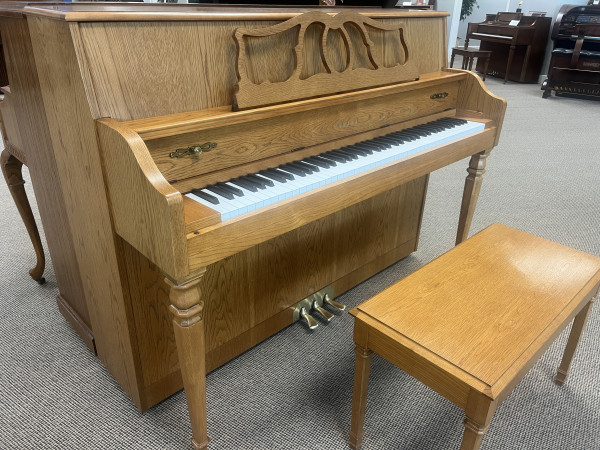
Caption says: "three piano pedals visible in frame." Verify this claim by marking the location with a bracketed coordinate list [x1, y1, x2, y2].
[293, 286, 346, 330]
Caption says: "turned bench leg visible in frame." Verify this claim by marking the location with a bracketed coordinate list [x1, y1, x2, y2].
[554, 298, 596, 386]
[456, 152, 488, 245]
[350, 344, 373, 449]
[460, 391, 497, 450]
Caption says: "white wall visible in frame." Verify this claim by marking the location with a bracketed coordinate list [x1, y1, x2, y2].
[435, 0, 462, 57]
[458, 0, 588, 82]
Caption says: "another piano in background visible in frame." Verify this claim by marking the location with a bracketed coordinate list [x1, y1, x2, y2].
[465, 12, 552, 83]
[542, 5, 600, 99]
[0, 3, 506, 448]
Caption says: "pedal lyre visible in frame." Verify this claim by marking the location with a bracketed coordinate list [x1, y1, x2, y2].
[293, 296, 319, 330]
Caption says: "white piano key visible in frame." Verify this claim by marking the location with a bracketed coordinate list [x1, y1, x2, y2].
[186, 121, 485, 221]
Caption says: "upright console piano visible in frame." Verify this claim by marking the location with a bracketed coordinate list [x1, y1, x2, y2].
[0, 3, 506, 448]
[542, 5, 600, 99]
[465, 12, 552, 83]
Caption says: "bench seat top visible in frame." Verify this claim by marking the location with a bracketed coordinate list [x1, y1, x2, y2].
[351, 224, 600, 397]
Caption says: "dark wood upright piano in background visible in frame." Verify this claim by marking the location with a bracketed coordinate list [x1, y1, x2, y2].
[542, 5, 600, 99]
[0, 3, 506, 448]
[465, 12, 551, 83]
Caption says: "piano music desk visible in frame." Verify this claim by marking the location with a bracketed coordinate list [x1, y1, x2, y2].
[350, 224, 600, 450]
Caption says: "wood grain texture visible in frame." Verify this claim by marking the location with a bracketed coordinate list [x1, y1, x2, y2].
[68, 16, 445, 120]
[234, 11, 419, 110]
[350, 224, 600, 450]
[124, 71, 467, 141]
[147, 82, 458, 183]
[359, 225, 600, 396]
[97, 119, 189, 279]
[0, 149, 46, 283]
[123, 177, 427, 400]
[28, 17, 140, 404]
[2, 4, 508, 422]
[0, 13, 91, 327]
[165, 270, 209, 449]
[22, 3, 449, 22]
[188, 128, 495, 270]
[447, 69, 506, 146]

◆ ◆ ◆ ◆ ◆

#### [Brief]
Rewrite the data with every instance of "Verify this claim" replaced by "Check this claim" and nothing else changed. Omit the pictures from your answer.

#### [Task result]
Caption says: "three piano pedals visible in frame." Check this claim by marking the location with a bracketed coordinate list [x1, y1, x2, y2].
[293, 286, 346, 330]
Caption says: "turned bench leg visible in frame." Check this claim by marking the location with a bracketed coordinate list [x1, y1, x2, y2].
[554, 298, 596, 386]
[456, 152, 488, 245]
[350, 344, 373, 449]
[460, 391, 497, 450]
Caption says: "white wall visible in frame." Check this claim by marking the location with a bracketed coordinate list [x1, y1, x2, y2].
[435, 0, 462, 57]
[458, 0, 588, 82]
Caption says: "another piano in background visible in frame." Check this claim by marking the location with a bracketed coordinate list [x1, y1, x2, y2].
[465, 12, 552, 83]
[542, 5, 600, 99]
[0, 3, 506, 448]
Caption says: "pedal lyre visible in frame." Check this claim by marking the location with a bracketed coordinate list [x1, y1, x2, y2].
[293, 296, 319, 330]
Caption says: "white piano key visible in frame." Check this claim by marking the location with a bracketed coordinate list [x1, y1, x2, y2].
[186, 121, 485, 221]
Caption says: "upright console piano visible in frame." Check this claim by marking the location with a bracketed coordinate list [x1, y1, x2, y2].
[0, 3, 506, 448]
[542, 5, 600, 99]
[465, 12, 552, 83]
Caption says: "bench seat top visible in frame." Check this claim by marking the location with a bracketed coordinate list [x1, y1, x2, y2].
[351, 224, 600, 397]
Caption says: "dark wood upright piano in background visible in frame." Check this claim by marking the location with a bracketed coordinate list [x1, y1, x2, y2].
[542, 5, 600, 99]
[0, 3, 506, 448]
[465, 12, 551, 83]
Caption says: "piano music desk visible in frame." Check this claim by marking the location with a bracketed coordinate list [x1, y1, x2, y2].
[350, 224, 600, 450]
Caption says: "wood grain texture visible in frame." Check this claim by marking the location with a bracketed coordinate list [x1, y1, x2, y2].
[68, 16, 445, 120]
[234, 11, 419, 110]
[350, 224, 600, 450]
[124, 71, 467, 141]
[147, 82, 458, 183]
[359, 225, 600, 396]
[97, 119, 189, 279]
[0, 149, 46, 283]
[123, 177, 427, 400]
[28, 17, 140, 404]
[2, 4, 508, 422]
[0, 13, 91, 327]
[165, 270, 209, 449]
[22, 3, 449, 22]
[188, 128, 495, 270]
[447, 69, 506, 146]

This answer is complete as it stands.